→ **Activity**:
Transcribe exactly the line containing "the wooden stair" plus every later line in the data.

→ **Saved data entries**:

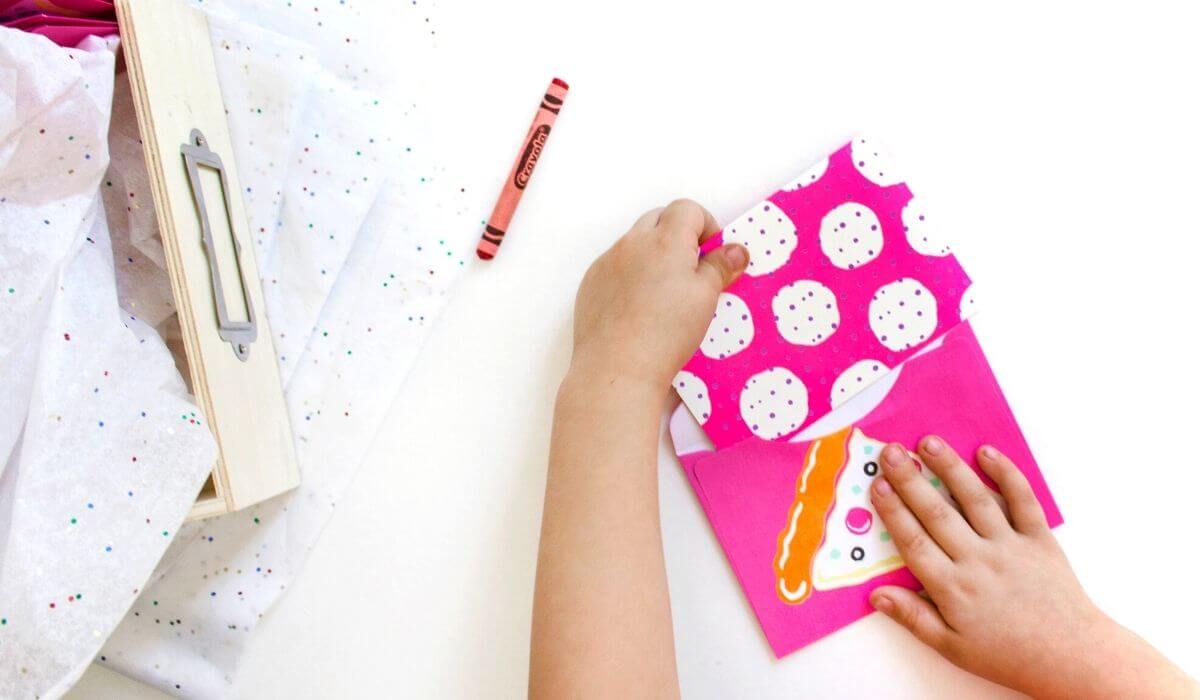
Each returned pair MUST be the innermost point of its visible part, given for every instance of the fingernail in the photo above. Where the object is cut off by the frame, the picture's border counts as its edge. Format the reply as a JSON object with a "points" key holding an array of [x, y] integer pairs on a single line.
{"points": [[882, 603], [882, 488], [737, 256], [894, 456]]}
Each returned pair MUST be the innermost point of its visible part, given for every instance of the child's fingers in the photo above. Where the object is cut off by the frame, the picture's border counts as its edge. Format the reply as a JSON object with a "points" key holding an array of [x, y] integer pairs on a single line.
{"points": [[724, 264], [687, 221], [939, 518], [913, 612], [1023, 503], [647, 221], [927, 561], [977, 501]]}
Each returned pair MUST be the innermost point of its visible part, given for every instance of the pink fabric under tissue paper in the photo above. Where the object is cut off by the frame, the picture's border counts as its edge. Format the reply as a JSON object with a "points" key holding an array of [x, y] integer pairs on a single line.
{"points": [[847, 286]]}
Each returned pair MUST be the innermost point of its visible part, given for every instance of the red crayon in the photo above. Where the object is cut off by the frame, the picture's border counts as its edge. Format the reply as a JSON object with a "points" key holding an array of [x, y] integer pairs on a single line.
{"points": [[522, 169]]}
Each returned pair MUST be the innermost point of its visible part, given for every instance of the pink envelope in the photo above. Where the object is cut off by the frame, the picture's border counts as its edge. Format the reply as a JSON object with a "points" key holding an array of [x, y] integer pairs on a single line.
{"points": [[795, 518]]}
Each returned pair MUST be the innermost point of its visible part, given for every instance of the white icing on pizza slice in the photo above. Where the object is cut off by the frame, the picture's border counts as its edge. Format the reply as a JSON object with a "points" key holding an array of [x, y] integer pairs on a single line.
{"points": [[857, 546]]}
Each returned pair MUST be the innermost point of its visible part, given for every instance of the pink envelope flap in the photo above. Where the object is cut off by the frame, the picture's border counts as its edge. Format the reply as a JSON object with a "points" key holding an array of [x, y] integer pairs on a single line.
{"points": [[846, 280]]}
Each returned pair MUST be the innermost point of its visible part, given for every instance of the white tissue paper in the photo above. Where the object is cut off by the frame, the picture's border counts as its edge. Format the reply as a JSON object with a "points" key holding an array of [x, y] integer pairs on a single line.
{"points": [[101, 448], [358, 247]]}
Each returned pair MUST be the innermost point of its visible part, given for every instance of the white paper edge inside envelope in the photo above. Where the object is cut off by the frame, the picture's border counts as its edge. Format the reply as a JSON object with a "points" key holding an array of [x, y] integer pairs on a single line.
{"points": [[689, 437]]}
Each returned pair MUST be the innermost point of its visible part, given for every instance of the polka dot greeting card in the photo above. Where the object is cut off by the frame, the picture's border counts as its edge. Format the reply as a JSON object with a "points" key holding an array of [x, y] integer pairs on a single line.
{"points": [[846, 279]]}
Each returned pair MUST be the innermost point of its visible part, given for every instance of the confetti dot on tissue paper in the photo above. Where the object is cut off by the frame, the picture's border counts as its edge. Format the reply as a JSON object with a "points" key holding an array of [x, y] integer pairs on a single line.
{"points": [[805, 312], [903, 313], [774, 402], [731, 329]]}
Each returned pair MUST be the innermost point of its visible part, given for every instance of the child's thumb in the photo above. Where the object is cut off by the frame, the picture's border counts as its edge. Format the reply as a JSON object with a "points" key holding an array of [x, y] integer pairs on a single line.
{"points": [[724, 264], [916, 614]]}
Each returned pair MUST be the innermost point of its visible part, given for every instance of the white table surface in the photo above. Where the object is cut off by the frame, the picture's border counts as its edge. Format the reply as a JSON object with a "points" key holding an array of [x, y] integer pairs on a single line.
{"points": [[1059, 147]]}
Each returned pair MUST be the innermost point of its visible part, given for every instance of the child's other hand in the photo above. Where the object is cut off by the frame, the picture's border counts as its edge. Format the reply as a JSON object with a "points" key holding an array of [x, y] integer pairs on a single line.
{"points": [[643, 305], [1003, 602]]}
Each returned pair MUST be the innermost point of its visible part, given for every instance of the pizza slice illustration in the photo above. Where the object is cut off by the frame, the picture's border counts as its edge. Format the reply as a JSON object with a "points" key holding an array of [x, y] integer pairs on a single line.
{"points": [[833, 537]]}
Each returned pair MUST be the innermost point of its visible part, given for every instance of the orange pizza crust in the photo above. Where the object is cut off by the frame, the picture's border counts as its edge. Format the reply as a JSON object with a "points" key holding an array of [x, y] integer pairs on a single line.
{"points": [[804, 532]]}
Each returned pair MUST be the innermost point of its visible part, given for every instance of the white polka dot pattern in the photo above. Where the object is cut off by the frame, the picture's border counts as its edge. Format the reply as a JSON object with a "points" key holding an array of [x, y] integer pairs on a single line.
{"points": [[874, 162], [808, 177], [856, 378], [851, 235], [917, 231], [805, 312], [966, 304], [694, 393]]}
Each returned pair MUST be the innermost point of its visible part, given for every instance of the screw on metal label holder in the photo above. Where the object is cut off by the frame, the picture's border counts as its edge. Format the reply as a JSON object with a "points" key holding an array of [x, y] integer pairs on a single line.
{"points": [[237, 333]]}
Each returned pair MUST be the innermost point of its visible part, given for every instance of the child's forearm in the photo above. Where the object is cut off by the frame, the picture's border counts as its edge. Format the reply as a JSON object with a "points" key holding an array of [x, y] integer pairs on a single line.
{"points": [[1109, 660], [601, 620]]}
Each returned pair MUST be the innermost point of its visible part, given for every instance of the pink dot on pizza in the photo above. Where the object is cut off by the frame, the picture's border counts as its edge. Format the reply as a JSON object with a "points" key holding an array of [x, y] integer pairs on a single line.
{"points": [[805, 312], [694, 394], [859, 520], [851, 235], [731, 330], [767, 233], [774, 404], [903, 313]]}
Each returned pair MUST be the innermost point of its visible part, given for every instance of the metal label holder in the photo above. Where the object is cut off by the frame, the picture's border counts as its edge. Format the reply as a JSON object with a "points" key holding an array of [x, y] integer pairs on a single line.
{"points": [[240, 334]]}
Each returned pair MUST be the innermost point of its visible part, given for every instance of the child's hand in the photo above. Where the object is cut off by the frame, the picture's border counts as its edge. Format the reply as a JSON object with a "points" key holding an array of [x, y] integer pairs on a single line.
{"points": [[643, 306], [1006, 604]]}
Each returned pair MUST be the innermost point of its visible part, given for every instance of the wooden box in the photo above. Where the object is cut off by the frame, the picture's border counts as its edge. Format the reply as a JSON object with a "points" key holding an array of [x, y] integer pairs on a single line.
{"points": [[210, 255]]}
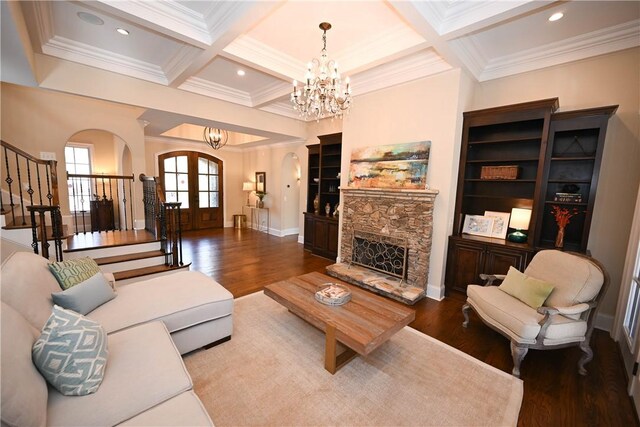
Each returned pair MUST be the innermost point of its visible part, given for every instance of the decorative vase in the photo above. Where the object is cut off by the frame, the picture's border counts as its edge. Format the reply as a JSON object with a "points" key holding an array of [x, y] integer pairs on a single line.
{"points": [[560, 238]]}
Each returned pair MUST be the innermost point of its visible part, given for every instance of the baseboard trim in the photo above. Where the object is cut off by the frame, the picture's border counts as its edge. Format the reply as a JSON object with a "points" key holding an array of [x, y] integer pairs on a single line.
{"points": [[604, 322]]}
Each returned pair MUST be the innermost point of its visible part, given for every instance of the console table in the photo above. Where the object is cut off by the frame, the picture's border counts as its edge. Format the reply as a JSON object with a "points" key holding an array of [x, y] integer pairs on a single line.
{"points": [[255, 215]]}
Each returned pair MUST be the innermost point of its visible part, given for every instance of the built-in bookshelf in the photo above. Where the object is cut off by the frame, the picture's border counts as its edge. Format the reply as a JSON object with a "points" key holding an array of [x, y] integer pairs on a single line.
{"points": [[556, 157], [321, 229]]}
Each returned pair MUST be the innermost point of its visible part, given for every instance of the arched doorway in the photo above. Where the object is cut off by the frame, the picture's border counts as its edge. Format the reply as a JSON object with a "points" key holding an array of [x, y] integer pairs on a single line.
{"points": [[195, 180]]}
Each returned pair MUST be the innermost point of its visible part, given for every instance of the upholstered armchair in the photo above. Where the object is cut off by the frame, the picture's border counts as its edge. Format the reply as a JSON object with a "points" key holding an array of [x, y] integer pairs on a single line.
{"points": [[564, 318]]}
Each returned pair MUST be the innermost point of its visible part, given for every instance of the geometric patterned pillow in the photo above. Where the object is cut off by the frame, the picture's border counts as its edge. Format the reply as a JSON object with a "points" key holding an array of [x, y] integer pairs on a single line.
{"points": [[71, 353], [71, 272]]}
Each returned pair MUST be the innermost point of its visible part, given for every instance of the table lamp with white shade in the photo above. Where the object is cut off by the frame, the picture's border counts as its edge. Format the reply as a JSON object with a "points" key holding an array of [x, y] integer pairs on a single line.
{"points": [[248, 187], [520, 219]]}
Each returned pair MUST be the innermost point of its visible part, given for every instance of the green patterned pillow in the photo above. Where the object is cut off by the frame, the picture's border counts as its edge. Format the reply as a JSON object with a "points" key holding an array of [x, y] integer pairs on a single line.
{"points": [[71, 353], [74, 271]]}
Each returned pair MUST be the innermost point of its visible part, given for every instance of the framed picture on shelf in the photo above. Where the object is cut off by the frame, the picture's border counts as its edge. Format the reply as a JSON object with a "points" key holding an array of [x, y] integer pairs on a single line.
{"points": [[478, 225], [500, 223]]}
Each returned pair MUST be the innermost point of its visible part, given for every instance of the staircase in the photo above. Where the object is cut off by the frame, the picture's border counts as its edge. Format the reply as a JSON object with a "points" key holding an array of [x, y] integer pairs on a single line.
{"points": [[131, 255]]}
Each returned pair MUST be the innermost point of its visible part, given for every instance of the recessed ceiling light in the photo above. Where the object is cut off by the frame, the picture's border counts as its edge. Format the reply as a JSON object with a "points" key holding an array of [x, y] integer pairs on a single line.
{"points": [[556, 16], [90, 18]]}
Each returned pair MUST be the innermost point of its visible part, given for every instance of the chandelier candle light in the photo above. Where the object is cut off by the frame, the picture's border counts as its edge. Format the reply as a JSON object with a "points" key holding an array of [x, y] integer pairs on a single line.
{"points": [[215, 138], [323, 94]]}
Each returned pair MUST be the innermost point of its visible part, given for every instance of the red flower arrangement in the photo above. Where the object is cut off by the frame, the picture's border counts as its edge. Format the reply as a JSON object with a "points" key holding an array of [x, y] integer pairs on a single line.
{"points": [[563, 215]]}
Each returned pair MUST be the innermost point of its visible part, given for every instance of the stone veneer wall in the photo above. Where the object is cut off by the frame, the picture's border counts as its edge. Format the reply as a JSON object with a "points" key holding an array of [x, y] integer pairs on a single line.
{"points": [[400, 213]]}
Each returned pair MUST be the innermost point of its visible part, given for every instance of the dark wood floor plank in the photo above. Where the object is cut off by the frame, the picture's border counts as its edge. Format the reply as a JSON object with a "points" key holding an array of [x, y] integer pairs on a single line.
{"points": [[244, 261]]}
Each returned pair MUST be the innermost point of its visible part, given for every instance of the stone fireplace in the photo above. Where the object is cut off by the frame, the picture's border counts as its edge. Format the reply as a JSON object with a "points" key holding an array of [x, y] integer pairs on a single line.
{"points": [[406, 218]]}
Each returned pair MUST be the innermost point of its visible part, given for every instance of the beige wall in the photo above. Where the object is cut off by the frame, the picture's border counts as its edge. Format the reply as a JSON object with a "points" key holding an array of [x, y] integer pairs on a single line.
{"points": [[424, 110], [270, 159], [232, 168], [105, 155], [604, 80], [38, 120]]}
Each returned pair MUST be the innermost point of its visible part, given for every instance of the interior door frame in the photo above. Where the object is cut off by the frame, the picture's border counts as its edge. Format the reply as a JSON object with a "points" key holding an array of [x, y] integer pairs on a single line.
{"points": [[630, 351], [192, 222]]}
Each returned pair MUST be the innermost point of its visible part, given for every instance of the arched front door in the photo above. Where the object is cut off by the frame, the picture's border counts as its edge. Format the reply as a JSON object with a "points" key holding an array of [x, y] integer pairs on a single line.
{"points": [[195, 179]]}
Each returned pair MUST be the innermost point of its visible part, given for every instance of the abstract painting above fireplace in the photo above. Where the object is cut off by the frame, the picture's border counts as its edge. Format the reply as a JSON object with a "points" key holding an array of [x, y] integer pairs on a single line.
{"points": [[390, 166]]}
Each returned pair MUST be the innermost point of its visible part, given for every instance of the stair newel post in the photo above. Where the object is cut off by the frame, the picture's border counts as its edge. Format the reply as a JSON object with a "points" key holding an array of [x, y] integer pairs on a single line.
{"points": [[30, 189], [180, 235], [124, 202], [56, 222], [163, 233], [39, 183], [34, 231], [40, 209], [24, 222], [131, 198]]}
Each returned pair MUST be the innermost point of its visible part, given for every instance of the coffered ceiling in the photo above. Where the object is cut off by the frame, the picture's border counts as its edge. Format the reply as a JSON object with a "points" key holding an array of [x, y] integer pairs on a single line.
{"points": [[199, 46]]}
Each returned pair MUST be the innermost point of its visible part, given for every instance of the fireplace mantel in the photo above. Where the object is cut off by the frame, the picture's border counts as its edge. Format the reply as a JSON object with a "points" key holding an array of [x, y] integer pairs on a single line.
{"points": [[402, 213]]}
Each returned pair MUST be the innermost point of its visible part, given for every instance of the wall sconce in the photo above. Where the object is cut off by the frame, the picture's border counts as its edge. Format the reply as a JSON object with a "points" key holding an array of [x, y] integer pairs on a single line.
{"points": [[520, 219], [248, 187]]}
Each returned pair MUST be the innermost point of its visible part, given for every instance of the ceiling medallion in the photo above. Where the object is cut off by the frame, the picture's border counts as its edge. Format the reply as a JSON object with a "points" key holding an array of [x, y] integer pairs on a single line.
{"points": [[323, 94], [215, 138]]}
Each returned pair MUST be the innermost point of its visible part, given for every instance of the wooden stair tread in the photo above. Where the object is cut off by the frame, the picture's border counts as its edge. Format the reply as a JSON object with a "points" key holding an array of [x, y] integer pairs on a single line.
{"points": [[144, 271], [128, 257]]}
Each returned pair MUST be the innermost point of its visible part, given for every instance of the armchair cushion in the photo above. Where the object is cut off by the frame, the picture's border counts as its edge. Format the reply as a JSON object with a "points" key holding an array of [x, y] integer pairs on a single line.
{"points": [[575, 279], [529, 290], [519, 321]]}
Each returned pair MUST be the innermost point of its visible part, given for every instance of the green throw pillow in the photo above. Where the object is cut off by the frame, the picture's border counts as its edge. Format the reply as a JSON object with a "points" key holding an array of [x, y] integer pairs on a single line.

→ **Answer for the task**:
Each returned pair MUST be the innermost point of its visible part, given for every instance of the wooden stair tread in the photo above. Where the object is cut off by the frame, the picture's border counts as its edge. Format the reply as a JSON object with a "points" key holding an array of [x, y] integer pairs on a single line.
{"points": [[144, 271], [128, 257]]}
Each returned pair MUST be the innermost point of its visible part, given for every instance of the armchair cushion in the photo above. Where the object is cut off by the frame, the picture's border counts as its edge. Format the reply as a JSON object with a "points" key holding an array of [x, y] integer pairs on a single line.
{"points": [[575, 279], [529, 290], [519, 321]]}
Each returned pair MUST be the innermost point of its visible part, given for every instance of the green throw pillow in the photo above. Where the object is cut off by the frame, the picture's border counts as its edge. Format the reply as a JSON object with a "points" key holding an array of [x, y] integer pairs on a single line.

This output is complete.